--- start Material to process ---
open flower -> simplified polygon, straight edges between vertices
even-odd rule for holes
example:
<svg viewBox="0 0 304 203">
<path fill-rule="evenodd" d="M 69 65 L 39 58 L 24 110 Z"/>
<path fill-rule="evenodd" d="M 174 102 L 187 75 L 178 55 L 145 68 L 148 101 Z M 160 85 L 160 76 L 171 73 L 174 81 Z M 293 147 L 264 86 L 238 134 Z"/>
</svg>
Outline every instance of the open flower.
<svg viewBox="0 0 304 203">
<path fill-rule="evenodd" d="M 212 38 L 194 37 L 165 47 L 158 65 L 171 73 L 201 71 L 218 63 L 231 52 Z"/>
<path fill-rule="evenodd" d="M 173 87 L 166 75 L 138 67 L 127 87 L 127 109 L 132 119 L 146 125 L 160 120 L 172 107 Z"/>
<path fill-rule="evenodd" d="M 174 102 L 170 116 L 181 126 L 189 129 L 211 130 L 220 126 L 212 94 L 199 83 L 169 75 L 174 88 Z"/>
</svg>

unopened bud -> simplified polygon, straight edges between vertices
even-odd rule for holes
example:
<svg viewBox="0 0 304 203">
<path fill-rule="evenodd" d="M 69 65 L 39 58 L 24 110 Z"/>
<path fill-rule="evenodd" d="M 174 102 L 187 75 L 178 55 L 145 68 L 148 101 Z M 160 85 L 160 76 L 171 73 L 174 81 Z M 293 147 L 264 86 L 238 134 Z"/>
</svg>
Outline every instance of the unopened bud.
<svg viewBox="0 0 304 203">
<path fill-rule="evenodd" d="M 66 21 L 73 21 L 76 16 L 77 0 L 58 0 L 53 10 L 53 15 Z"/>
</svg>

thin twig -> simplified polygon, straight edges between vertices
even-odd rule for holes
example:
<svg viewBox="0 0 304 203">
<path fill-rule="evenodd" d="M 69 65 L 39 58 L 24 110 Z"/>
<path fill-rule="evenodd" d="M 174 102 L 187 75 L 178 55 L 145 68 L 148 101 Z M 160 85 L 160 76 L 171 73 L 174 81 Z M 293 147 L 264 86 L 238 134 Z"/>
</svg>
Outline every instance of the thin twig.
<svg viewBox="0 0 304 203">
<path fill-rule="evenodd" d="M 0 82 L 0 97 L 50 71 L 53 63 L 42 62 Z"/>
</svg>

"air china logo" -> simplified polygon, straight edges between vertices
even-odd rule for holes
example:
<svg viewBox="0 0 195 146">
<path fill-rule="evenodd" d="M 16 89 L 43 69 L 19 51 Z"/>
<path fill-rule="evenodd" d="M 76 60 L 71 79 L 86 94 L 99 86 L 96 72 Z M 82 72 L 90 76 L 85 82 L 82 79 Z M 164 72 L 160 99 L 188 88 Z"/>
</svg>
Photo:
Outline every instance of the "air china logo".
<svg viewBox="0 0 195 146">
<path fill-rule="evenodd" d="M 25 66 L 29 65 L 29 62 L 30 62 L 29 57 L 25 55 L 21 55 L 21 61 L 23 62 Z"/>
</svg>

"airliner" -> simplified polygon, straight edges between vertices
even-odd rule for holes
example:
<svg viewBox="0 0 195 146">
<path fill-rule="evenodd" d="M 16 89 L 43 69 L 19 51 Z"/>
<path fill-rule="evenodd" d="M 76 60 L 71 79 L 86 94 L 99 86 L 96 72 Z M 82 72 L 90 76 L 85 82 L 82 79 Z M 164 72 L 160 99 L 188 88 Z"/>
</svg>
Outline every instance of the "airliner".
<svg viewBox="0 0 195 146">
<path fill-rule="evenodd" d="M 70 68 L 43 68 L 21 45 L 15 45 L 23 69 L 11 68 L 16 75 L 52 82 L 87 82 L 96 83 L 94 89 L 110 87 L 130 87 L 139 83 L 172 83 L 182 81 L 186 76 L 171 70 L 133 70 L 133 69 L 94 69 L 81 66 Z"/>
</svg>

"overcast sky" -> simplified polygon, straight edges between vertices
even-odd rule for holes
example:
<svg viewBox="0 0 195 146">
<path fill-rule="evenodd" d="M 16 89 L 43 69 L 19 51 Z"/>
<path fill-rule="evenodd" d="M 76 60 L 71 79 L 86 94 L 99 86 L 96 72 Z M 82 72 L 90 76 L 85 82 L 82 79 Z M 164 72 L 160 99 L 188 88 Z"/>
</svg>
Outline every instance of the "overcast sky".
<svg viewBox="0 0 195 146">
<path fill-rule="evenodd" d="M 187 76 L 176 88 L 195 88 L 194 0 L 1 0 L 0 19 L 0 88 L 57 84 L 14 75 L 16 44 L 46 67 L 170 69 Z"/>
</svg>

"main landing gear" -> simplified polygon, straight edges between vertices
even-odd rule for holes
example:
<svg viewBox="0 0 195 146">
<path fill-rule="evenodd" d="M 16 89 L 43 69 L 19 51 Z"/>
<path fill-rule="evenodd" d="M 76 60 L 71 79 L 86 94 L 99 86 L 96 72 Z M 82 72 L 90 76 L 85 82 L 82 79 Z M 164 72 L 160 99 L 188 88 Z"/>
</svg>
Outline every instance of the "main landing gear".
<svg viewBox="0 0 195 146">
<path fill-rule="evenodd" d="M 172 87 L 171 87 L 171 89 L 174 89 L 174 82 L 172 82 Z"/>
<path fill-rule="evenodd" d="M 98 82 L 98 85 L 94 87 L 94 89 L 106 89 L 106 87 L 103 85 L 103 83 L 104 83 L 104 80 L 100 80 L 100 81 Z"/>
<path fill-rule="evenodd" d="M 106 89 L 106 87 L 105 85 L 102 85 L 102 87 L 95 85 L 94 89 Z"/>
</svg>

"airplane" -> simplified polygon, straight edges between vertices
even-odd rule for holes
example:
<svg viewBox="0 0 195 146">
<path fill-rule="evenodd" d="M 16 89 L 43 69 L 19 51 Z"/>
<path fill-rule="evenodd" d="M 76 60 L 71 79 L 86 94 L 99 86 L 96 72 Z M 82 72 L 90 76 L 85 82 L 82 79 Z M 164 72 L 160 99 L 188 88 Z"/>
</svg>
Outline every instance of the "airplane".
--- end Material to process ---
Task objective - Copy the listing from its start up to and including the line with "212 38 L 194". Leave the requests and their sample outlines unchanged, and scale every viewBox value and coordinate in the answers by 0.65, rounding to whole numbers with halves rounded up.

Exercise solution -
open flower -> simplified polygon, straight edges between vertices
even-odd rule for holes
example:
<svg viewBox="0 0 304 203">
<path fill-rule="evenodd" d="M 69 65 L 39 58 L 24 110 Z"/>
<path fill-rule="evenodd" d="M 174 102 L 187 75 L 178 55 L 145 68 L 148 101 Z M 160 85 L 160 76 L 171 73 L 174 81 Z M 293 147 L 264 86 L 238 134 Z"/>
</svg>
Outline every instance of the open flower.
<svg viewBox="0 0 198 132">
<path fill-rule="evenodd" d="M 138 25 L 126 24 L 107 31 L 103 42 L 111 47 L 131 46 L 142 41 L 150 34 Z"/>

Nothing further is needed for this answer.